## Description of the task
In the stretch of rows from the line containing "of the purple" through the line containing "column 101, row 189", change "photograph" to "image" and give those lines again with nothing else altered.
------ Data for this task
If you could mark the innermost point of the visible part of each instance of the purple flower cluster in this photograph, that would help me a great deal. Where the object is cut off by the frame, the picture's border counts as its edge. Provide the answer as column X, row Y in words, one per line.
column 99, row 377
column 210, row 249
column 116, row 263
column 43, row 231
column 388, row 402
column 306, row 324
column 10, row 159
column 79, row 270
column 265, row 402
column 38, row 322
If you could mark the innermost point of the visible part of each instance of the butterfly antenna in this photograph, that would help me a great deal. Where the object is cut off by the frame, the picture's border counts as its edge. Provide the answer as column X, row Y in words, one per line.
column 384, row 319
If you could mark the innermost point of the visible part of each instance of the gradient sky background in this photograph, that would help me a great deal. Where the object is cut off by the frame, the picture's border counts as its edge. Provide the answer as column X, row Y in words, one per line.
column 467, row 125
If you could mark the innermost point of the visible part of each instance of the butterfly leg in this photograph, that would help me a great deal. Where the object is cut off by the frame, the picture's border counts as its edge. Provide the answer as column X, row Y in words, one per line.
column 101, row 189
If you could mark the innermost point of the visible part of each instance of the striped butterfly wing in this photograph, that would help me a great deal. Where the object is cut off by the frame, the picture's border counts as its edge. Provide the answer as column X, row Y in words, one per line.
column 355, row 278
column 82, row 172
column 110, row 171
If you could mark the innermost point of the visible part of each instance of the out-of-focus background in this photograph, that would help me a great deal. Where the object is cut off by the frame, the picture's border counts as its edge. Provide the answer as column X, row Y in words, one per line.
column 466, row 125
------------
------ Data for this task
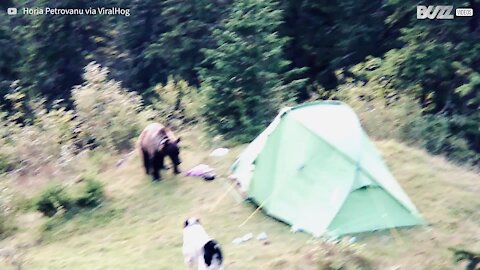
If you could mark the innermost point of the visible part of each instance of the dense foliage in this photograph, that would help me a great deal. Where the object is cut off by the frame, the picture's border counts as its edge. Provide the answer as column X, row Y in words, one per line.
------------
------ Data for this task
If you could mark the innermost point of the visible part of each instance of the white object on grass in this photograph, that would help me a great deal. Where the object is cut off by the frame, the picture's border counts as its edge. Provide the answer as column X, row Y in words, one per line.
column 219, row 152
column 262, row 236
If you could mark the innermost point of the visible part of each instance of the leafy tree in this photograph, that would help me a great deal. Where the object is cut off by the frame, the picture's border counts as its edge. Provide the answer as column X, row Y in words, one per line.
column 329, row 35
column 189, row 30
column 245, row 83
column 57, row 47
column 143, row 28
------------
## Expected answer
If you could mark the innermost point of the visible part of each instance of the purple flower cluster in this image, that would help me a great deal. Where the object is cut off by the frame, the picture's border counts as its edge. Provide the answer as column X, row Y in words, one per line.
column 99, row 377
column 210, row 249
column 116, row 263
column 43, row 231
column 388, row 402
column 306, row 324
column 10, row 159
column 79, row 270
column 265, row 402
column 38, row 322
If you could mark the innermost point of the visible part of each instance of the butterfly antenna in this image, that would help me a great deal. Where the object is cut off by the frame, the picture's border counts as its edge. Provide the answer as column X, row Y in words, one per line.
column 384, row 319
If you could mark the innermost point of the visible part of each instance of the gradient sky background in this image, that would help me a great deal. Where the object is cut off by the frame, the picture's border counts as its edge. Provide the answer as column X, row Y in words, one per line.
column 467, row 125
If you could mark the innermost point of the visible part of each instance of the butterfly leg in this image, that would help me a great deal. Where the object is cut off by the frame, the picture's border counts as its edge. Provide the answer as column X, row Y in words, one per line.
column 101, row 189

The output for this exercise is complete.